• Brief
Return the data that follows, keeping every word and mark unchanged.

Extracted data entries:

= Beginning of Section =

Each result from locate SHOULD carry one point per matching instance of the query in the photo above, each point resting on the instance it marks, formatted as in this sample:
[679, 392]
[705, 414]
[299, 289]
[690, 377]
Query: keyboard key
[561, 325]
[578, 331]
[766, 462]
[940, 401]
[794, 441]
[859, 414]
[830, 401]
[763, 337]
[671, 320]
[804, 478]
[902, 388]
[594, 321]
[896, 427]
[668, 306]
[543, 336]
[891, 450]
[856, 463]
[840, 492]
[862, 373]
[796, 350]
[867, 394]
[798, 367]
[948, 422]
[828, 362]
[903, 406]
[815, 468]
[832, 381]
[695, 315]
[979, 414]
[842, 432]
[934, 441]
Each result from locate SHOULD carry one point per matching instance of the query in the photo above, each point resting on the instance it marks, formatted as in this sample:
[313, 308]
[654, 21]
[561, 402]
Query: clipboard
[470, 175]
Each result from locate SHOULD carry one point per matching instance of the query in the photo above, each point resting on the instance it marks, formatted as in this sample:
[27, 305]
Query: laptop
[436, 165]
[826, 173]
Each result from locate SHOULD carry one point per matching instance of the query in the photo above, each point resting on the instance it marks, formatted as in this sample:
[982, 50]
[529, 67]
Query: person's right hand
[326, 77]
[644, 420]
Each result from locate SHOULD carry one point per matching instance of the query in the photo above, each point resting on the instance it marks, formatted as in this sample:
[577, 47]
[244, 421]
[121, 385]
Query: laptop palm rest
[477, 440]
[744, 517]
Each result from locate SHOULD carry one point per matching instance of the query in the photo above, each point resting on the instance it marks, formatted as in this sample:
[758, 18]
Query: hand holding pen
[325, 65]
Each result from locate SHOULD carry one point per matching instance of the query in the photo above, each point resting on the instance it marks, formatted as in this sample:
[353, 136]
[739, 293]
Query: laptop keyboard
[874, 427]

= End of Section =

• Solution for this problem
Each result from locate SHOULD carry one point per matching instance of the query in the photo above, each point resting on the instance it marks, formatted as in this sample:
[679, 392]
[705, 414]
[299, 289]
[690, 377]
Query: keyboard key
[561, 325]
[578, 331]
[766, 462]
[940, 401]
[794, 441]
[859, 414]
[830, 401]
[763, 337]
[671, 320]
[804, 478]
[902, 388]
[594, 321]
[896, 427]
[668, 306]
[543, 336]
[891, 450]
[856, 463]
[840, 492]
[862, 373]
[796, 350]
[867, 394]
[798, 367]
[948, 422]
[828, 362]
[903, 406]
[815, 468]
[832, 381]
[695, 315]
[979, 414]
[842, 432]
[934, 441]
Each result from locate SHOULD carry one point per matching instance of the query in the photo above, each point resting on the instance it marks, formatted as in this sample:
[313, 308]
[654, 21]
[561, 402]
Query: clipboard
[470, 175]
Each result from locate SHOULD carry one point per matching instance of the query in the photo above, each point resting on the instance it marks, formatted as in this sample:
[27, 305]
Query: laptop
[436, 165]
[826, 173]
Each result from locate SHOULD carry one point per matching instance of the query in the photo above, each point resting on the instance it marks, formatted as in this sample:
[982, 50]
[529, 67]
Query: person's right hand
[326, 77]
[644, 420]
Each result from locate SHOULD carry one point per matching instance of the query in the photo above, each point resting on the instance it marks, formatted as in this sample:
[577, 47]
[244, 421]
[121, 385]
Query: laptop palm rest
[477, 440]
[744, 517]
Each result from locate SHOULD carry one point per matching instance of the query in the photo above, each point resting on the instance it marks, formatted as in this sample:
[758, 18]
Query: hand holding pen
[325, 65]
Each result from locate SHOULD carry one point per matching instance of the query in the photo above, each point resting on the instance it marks, formatted as in this sample:
[353, 136]
[739, 293]
Query: laptop keyboard
[874, 427]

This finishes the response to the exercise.